地酒をたっぷり飲み放題 … 居酒屋「天志乃(てんしの)」(大崎)
「4人そろわないと飲み放題にならないんだけど、来ない?」。会社の同僚・Yさんからそんな誘いを受けて聞いてみると、大崎の地酒飲み放題の店に行こうということでメンバーの調整をしているとのこと。さっそく仲間に入れてもらうことにしました。
私以外の3人はみんな東京地区勤務。「横浜からだときびしいかもしれないけど、6時半開始だからね」。そうか。それは大変。
約束の金曜日。午後5時のチャイムが鳴ると同時にダッシュでロッカールームに向かい、大急ぎで駅へと向かいます。こんなに大急ぎで向かっても大崎駅到着は午後6時15分。大崎駅から目的の店まで徒歩約10分かかりますので、これでギリギリぐらいです。
今日のお店は「天志乃」。店の前に着いてみると「準備中」の札がかかり、灯りはついているものの、店内からも居酒屋独特のざわめきがまったく聞こえてきません。えーっ。大丈夫かなぁ。おそるおそるという感じで入口引き戸を開けて店内へ。店内は入った左手がテーブル席になっていて、正面が横いっぱいにカウンターになっています。予想どおりお客はゼロ。カウンターの中で大将と思しき人が料理の支度をしている。「あのー。今日、Hさんの予約できたんですけど...」と遠慮がちに聞いてみると、「あー、はいはい。そこの扉から2階に上がって」とにこやかな返事が返ってきてひと安心です。

• _練習問題_
(a) 天志乃の訪問記の「今日のお店は「天志乃」。店の」から「事が返ってきてひと安心です。」までを、一字一句そのまま書き写してください。
(b) 天志乃の訪問記について、次の問いに答えてください。
(i) 飲み放題にするには何人そろう必要がありますか？
(ii) 筆者が大崎駅に着いたのは何時ですか？
(iii) 大崎駅から店までは徒歩でどれくらいかかりますか？
(c) 天志乃の訪問記に出てくる時刻をすべて挙げてください。
この後に続く記録は、天志乃の訪問記とは関係ありません。

• _記録の抜粋_
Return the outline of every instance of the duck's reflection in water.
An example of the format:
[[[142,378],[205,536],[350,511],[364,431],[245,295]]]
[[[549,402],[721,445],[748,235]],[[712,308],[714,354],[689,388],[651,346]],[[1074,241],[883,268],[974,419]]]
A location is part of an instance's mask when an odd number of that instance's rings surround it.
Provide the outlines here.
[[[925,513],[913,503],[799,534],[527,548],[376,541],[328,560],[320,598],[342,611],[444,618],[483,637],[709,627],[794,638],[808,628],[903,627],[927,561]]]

• _解答例_
(a)
今日のお店は「天志乃」。店の前に着いてみると「準備中」の札がかかり、灯りはついているものの、店内からも居酒屋独特のざわめきがまったく聞こえてきません。えーっ。大丈夫かなぁ。おそるおそるという感じで入口引き戸を開けて店内へ。店内は入った左手がテーブル席になっていて、正面が横いっぱいにカウンターになっています。予想どおりお客はゼロ。カウンターの中で大将と思しき人が料理の支度をしている。「あのー。今日、Hさんの予約できたんですけど...」と遠慮がちに聞いてみると、「あー、はいはい。そこの扉から2階に上がって」とにこやかな返事が返ってきてひと安心です。

(b)
(i) 4人
(ii) 午後6時15分
(iii) 約10分

(c) 6時半、午後5時、午後6時15分